• Selected passage:

The Internet is irreversibly transforming the news media, Washington Post executive editor Leonard Downie, Jr., said at Samford University Thursday night, and newspapers and their newsrooms face radical change to survive.
But news presented in ever-changing new forms, such as the Internet and hand-held devices, will not change the mission and content of news as long as people working in newsrooms adapt to the new media realities, he added.
For Downie, the mission of the news is to inform, and the journalism that matters most is accountability journalism.
"The journalism that I believe must survive all the change swirling around us in the new media environment is accountability journalism," he said during the annual Timothy Sumner Robinson Forum sponsored by Samford's journalism and mass communication department in cooperation with The Post.
The program honors the late Samford graduate and Post reporter who covered the Watergate scandal of the 1970s as The Post federal courts reporter. "Tim Robinson believed in accountability journalism," Downie said. "For years after he left our newsroom, his work was held up to his successors as a model for beat reporting."
Downie said accountability journalism "is the kind of journalism that the founding fathers intended to protect with the First Amendment to the Constitution" and noted that it separates free nations from those that "not only suppress political freedom but also do not allow a free press."
He listed several recent examples of accountability journalism, including The Post's series on poor treatment received by Iraq war veterans in Walter Reed medical center in Washington; The Hartford Courant's investigation of the high rate of suicides among American troops in Iraq, leading to new mental health screening for recruits; The Post's discovery of a network of secret CIA prisons for suspected terrorists; and The Wall Street Journal's stories exposing companies backdating stock options to inflate executives' compensation.
Downie said accountability journalism has exposed waste and fraud, raised significant issues about competence and honesty for politicians, freed wrongly convicted people from prison and made our food and vehicles safer.
"Accountability journalism is not easy to do," he said. He noted that it requires resources (both staff and time), expertise in using records and databases, good interviewing techniques, clear writing, and editors who know how to be devil's advocates to be sure that stories that could ruin reputations or worse are as accurate and fair as possible.

• Given records:
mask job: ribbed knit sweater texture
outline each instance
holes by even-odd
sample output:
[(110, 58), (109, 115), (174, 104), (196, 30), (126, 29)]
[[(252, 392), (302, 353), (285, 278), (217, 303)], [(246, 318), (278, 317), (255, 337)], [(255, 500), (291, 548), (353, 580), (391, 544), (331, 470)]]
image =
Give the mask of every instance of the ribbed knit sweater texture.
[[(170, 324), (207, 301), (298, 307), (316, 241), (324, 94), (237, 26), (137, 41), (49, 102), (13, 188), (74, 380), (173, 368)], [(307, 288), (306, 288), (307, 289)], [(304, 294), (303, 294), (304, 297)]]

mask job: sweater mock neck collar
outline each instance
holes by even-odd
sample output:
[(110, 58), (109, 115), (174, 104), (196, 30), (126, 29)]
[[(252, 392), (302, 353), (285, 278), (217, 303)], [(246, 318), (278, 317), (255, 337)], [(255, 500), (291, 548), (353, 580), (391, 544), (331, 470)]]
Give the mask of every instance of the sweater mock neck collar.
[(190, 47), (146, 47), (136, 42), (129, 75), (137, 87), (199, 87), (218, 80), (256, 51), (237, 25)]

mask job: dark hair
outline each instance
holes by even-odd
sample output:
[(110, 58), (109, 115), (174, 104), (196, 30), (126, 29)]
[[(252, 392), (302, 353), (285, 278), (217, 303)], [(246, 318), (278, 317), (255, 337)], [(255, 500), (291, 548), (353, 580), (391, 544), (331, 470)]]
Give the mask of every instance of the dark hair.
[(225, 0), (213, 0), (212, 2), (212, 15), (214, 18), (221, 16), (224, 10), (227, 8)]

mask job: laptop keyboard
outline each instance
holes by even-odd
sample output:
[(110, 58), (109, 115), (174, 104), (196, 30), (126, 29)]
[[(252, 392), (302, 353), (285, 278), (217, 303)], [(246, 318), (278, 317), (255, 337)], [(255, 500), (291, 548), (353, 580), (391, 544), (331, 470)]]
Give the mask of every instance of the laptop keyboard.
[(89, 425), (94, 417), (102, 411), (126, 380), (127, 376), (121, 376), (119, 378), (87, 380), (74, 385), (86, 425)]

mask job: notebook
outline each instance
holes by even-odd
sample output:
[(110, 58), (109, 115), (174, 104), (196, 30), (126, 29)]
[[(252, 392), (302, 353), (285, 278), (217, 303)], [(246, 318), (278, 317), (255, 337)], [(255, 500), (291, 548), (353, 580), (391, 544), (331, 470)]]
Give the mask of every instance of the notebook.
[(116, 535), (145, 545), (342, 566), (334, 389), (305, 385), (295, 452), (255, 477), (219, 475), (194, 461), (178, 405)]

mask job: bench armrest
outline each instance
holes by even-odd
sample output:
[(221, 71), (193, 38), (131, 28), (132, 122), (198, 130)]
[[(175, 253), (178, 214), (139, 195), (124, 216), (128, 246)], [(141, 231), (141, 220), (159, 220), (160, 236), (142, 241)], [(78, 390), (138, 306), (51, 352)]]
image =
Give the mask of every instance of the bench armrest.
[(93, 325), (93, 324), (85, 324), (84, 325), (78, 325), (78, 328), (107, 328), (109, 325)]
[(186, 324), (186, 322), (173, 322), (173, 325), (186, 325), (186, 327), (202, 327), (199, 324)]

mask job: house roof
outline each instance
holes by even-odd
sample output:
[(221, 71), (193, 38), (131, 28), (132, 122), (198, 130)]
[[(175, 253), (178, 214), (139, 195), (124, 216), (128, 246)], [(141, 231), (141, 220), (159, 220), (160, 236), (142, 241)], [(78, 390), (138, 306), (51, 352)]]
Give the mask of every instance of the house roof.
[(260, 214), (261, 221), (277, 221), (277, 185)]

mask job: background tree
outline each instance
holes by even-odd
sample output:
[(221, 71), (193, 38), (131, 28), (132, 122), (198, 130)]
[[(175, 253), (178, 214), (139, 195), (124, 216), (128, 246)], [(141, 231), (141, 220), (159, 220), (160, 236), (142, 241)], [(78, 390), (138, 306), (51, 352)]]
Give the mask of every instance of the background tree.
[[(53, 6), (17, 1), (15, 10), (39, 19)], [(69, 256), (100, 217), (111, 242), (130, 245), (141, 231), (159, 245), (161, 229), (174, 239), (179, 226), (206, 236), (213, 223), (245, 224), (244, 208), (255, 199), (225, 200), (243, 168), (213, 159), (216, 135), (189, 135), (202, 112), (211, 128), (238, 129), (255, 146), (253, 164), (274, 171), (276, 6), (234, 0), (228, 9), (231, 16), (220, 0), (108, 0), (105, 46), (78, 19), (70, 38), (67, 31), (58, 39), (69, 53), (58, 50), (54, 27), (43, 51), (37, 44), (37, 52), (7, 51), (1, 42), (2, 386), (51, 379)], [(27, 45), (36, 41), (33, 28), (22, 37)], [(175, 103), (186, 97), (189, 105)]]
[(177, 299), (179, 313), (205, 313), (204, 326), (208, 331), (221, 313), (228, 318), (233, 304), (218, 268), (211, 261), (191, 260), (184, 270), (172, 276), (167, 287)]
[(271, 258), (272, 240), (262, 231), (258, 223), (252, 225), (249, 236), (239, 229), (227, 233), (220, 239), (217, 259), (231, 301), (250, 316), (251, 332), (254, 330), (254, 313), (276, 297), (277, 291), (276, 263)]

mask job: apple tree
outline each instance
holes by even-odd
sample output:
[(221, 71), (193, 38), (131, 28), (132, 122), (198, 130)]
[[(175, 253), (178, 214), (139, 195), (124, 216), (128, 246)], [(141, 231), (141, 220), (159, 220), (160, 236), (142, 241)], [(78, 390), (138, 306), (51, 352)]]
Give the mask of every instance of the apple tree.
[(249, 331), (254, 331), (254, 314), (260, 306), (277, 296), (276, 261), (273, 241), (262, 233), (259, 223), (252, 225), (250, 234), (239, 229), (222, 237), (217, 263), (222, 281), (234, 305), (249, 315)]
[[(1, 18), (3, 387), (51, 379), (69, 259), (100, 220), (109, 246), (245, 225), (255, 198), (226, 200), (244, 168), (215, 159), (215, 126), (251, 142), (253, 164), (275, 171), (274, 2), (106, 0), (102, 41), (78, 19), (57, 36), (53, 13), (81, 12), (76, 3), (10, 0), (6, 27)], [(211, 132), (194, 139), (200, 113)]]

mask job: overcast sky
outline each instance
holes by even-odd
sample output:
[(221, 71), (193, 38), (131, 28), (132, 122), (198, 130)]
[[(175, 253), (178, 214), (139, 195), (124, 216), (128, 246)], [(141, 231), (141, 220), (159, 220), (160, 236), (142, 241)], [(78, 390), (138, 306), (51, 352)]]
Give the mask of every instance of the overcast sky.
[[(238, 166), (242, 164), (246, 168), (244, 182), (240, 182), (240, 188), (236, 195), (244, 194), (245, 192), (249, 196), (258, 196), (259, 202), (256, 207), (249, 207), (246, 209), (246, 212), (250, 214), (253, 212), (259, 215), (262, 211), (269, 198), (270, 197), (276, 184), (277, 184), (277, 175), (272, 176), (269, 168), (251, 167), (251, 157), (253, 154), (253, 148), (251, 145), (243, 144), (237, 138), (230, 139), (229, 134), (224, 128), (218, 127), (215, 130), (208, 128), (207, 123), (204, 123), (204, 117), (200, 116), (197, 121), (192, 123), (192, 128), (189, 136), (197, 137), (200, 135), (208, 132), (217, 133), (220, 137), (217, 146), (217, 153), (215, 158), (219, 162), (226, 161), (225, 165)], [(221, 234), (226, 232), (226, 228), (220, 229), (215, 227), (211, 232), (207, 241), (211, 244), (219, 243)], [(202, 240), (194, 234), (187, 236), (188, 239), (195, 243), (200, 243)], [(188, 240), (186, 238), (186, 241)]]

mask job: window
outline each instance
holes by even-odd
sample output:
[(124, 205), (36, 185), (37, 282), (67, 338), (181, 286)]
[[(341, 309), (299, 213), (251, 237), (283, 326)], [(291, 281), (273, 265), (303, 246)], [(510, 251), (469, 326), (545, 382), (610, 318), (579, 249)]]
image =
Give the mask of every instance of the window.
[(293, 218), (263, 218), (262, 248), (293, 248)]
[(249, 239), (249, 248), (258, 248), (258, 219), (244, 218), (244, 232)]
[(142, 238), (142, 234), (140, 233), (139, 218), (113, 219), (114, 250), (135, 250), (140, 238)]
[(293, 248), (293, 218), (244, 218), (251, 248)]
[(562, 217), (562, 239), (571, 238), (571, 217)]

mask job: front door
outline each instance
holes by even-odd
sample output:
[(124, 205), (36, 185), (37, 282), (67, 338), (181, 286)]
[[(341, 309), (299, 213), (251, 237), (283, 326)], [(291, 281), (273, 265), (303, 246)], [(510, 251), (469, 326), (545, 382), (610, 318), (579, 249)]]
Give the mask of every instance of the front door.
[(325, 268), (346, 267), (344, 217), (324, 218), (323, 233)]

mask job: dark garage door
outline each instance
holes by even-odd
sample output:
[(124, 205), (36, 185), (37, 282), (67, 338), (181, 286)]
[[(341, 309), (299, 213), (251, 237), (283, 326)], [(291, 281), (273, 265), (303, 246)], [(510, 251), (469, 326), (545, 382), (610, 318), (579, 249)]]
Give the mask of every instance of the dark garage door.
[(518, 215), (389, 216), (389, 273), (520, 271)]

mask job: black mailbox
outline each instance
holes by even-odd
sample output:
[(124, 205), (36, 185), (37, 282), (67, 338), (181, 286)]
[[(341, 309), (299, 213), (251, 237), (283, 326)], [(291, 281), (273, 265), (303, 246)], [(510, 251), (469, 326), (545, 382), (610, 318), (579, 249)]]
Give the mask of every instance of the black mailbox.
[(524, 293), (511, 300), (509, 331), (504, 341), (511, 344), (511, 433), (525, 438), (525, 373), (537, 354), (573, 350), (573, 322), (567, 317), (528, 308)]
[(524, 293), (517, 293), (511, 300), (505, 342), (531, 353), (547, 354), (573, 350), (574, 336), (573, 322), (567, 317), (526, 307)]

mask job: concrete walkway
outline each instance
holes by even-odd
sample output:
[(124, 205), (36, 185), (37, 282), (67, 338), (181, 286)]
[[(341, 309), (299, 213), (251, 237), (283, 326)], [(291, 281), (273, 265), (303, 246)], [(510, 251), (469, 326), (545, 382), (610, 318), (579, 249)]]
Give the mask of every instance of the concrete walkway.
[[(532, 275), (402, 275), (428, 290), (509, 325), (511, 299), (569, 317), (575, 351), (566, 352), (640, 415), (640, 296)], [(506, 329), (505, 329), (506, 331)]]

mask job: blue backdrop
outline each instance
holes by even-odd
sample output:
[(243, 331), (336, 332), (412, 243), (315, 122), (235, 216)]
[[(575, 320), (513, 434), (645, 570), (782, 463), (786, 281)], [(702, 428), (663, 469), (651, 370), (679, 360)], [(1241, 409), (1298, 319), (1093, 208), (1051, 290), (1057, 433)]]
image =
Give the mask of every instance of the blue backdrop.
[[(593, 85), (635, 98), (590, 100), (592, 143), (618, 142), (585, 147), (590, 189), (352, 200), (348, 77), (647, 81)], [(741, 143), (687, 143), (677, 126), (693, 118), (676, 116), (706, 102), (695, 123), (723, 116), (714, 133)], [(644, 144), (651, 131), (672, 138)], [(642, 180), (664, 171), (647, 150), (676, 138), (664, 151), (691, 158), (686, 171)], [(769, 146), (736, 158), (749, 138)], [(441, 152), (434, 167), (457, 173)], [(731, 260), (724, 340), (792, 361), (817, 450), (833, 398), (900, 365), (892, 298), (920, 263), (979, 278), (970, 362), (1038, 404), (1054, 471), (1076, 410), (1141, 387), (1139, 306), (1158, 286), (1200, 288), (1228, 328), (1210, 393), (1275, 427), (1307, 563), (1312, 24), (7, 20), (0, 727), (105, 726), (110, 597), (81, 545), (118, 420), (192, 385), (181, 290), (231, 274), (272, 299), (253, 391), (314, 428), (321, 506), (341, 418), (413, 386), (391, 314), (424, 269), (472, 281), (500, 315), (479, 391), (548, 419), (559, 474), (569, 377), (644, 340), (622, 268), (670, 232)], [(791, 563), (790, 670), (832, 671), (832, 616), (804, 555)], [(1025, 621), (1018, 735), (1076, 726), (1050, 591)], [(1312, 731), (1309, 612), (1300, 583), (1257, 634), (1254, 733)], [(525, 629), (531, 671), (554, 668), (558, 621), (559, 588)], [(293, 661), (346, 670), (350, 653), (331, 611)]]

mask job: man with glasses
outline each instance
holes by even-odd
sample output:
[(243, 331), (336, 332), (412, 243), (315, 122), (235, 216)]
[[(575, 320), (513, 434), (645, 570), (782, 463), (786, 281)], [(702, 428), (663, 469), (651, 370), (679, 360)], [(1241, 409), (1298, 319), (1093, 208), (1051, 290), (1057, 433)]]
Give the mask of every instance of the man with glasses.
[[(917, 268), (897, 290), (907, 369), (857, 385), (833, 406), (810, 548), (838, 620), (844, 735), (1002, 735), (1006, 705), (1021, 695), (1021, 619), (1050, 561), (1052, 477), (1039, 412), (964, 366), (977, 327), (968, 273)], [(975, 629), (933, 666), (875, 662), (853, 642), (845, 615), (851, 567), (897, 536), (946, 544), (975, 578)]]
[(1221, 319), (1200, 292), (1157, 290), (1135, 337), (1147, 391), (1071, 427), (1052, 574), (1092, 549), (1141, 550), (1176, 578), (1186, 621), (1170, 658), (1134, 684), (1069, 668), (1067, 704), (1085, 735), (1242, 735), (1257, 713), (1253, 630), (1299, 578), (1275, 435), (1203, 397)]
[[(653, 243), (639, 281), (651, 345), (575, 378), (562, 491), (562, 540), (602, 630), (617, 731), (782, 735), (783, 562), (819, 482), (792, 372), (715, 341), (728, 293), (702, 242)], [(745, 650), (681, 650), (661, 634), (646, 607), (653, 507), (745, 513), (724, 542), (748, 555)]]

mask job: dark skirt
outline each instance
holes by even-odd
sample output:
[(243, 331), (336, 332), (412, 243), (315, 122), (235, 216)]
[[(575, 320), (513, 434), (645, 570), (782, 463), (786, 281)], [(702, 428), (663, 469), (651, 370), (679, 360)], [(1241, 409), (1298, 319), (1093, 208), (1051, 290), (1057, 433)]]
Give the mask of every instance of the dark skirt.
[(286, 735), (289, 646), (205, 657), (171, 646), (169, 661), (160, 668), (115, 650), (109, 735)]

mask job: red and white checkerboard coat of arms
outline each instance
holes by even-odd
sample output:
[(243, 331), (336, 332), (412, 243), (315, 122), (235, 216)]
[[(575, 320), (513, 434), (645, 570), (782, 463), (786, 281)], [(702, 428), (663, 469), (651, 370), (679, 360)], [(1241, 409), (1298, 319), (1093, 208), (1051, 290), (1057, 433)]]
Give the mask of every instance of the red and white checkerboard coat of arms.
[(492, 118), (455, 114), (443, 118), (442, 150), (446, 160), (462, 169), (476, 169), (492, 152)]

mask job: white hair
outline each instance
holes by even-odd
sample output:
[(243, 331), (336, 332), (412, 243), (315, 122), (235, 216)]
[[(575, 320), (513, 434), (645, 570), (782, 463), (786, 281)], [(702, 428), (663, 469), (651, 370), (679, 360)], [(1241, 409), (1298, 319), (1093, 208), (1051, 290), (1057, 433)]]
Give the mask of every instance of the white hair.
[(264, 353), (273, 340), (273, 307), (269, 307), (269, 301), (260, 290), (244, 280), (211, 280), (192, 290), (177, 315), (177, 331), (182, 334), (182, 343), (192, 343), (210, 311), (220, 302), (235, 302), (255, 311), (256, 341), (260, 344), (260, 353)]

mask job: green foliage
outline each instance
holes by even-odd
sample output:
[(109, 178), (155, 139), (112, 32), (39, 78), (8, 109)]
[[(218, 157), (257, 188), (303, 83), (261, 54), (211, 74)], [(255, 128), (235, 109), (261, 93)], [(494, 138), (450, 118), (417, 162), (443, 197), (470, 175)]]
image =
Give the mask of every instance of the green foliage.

• Questions:
A - Do the following statements agree with the article on Leonard Downie's Samford talk? For each, answer yes or no and quote the deciding words of the article exactly.
(i) Downie said new forms of news will change the mission and content of news no matter how newsrooms adapt.
(ii) Tim Robinson covered the Watergate scandal as The Post's federal courts reporter.
(iii) The Hartford Courant's investigation led to new mental health screening for recruits.
B - Carry on the article on Leonard Downie's Samford talk from its last sentence.

• Responses by item number:
A -
(i) No: "will not change the mission and content of news as long as people working in newsrooms adapt to the new media realities"
(ii) Yes: "covered the Watergate scandal of the 1970s as The Post federal courts reporter"
(iii) Yes: "leading to new mental health screening for recruits"

B -
"Above all, it requires a news organization dedicated to accountability journalism–in other words, a news organization dedicated to public service," he said.
Downie said such reporting is at risk today at too many newspapers. "They have been losing readers and advertising to the Internet and other competing media," he said, adding that too many newspaper owners have been trying to maintain the large profits made in the old days of newspaper monopolies.
"Cost-cutting has shrunk most newsrooms, undermined their morale and threatened their ambition," he said, making it "harder to cover routine news well, much less to do accountability journalism."
While the Internet has had "an extraordinarily disruptive impact" on the economics of print newspapers, Downie said it had created "tantalizing new opportunities for news organizations." He noted that most newspapers have lost circulation, but attracted large audiences for their web sites. "The Internet has given our newsroom national and international reach."
Blogs have a role to play in accountability journalism, he said, because "some investigative stories begin with tips from blogs."
Downie said the Internet revolution "could mean more accountability journalism–not less," but added that it means "old journalists must learn new tricks" and universities must turn out journalists with traditional reporting and writing skills "who can present their journalism in new forms on the web, as well as in print."